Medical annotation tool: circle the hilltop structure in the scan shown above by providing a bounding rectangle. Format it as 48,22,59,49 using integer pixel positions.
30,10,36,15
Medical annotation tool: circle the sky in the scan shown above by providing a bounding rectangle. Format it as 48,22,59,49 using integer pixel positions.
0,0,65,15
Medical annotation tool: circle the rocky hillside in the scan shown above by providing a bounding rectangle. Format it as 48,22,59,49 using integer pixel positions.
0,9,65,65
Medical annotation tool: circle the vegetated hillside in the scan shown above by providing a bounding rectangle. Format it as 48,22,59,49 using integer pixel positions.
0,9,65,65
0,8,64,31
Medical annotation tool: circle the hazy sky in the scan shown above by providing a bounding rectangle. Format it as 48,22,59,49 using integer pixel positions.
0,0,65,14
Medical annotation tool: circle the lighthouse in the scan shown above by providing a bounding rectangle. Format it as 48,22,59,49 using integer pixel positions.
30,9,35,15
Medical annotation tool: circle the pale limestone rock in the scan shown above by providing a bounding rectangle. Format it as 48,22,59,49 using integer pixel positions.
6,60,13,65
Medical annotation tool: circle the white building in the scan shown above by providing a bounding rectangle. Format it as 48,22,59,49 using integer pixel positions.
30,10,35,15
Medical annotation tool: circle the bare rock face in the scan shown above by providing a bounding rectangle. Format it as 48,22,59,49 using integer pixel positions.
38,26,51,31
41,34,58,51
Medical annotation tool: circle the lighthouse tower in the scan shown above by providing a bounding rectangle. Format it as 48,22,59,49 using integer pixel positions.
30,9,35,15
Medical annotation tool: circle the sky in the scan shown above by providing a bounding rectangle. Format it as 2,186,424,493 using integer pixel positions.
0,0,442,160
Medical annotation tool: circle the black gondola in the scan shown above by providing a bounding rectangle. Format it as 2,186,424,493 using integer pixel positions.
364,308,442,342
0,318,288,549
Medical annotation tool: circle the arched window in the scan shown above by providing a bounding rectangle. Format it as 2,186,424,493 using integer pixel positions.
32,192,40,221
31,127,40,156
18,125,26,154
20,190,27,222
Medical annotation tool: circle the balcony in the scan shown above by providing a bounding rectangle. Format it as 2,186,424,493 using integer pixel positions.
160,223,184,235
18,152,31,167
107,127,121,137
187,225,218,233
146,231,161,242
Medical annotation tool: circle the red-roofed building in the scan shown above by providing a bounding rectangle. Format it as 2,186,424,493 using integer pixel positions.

**What you have to do**. Output every line of the material above as a numbered list, leaving out blank lines.

**Result**.
1. Medical annotation tool: circle the hilltop structure in the scan shown above by providing a bounding rectangle. Format it as 48,22,59,49 using integer pixel positions.
2. 30,10,36,15
3. Medical annotation tool: circle the sky in the scan shown above by providing a bounding rectangle. Format it as 48,22,59,49 using integer pixel positions.
4. 0,0,65,15
5. Medical annotation tool: circle the rocky hillside in the scan shown above by providing a bounding rectangle. Format it as 48,22,59,49 using integer pixel positions.
6. 0,9,65,65
7. Medical annotation tool: circle the vegetated hillside in the scan shown above by providing a bounding rectangle. Format it as 48,22,59,49 using integer pixel positions.
8. 0,9,65,65
9. 0,8,64,31
10. Medical annotation tool: circle the hazy sky in the scan shown above by providing a bounding rectangle. Format it as 48,22,59,49 using integer pixel positions.
11. 0,0,65,14
12. Medical annotation tool: circle the lighthouse in the scan shown above by providing a bounding rectangle. Format it as 48,22,59,49 using integer pixel positions.
13. 30,9,35,15
14. Medical annotation tool: circle the pale limestone rock in the scan shown above by providing a bounding rectangle. Format it as 48,22,59,49 using integer pixel positions.
15. 6,60,13,65
16. Medical annotation tool: circle the white building in the scan shown above by providing a bounding rectangle. Format it as 48,22,59,49 using integer pixel positions.
17. 30,10,35,15
18. Medical annotation tool: circle the bare rock face in the scan shown above by providing a bounding rectangle. Format it as 48,22,59,49 using integer pixel positions.
19. 38,26,51,31
20. 41,34,58,51
21. Medical annotation tool: circle the lighthouse tower in the scan shown above by providing a bounding rectangle. Format it as 48,22,59,49 using integer pixel positions.
22. 30,9,35,15
23. Medical annotation tool: circle the sky in the scan shown above by providing a bounding rectangle. Format it as 2,186,424,493 using integer pixel positions.
24. 0,0,442,160
25. Medical annotation tool: circle the black gondola in the scan shown above by providing a bounding rectangle. Format it as 2,186,424,493 using integer pixel positions.
26. 364,308,442,342
27. 0,318,288,549
28. Medical annotation tool: circle the arched window in the scan shown above by providing a bounding rectangle. Format it as 2,186,424,493 using integer pixel positions.
29. 32,192,40,221
30. 31,127,40,156
31. 18,125,26,154
32. 20,190,27,222
33. Medical annotation tool: circle the balcony in the scan shown above by providing a bounding rectangle. Format it as 2,186,424,493 using integer pixel positions.
34. 160,223,184,235
35. 18,152,31,167
36. 107,127,121,137
37. 187,225,218,233
38. 146,231,161,242
39. Medical annotation tool: circle the red-roofed building in the scan shown above by providing a bounding rectangle. Format it as 2,186,424,493 using integer pixel positions.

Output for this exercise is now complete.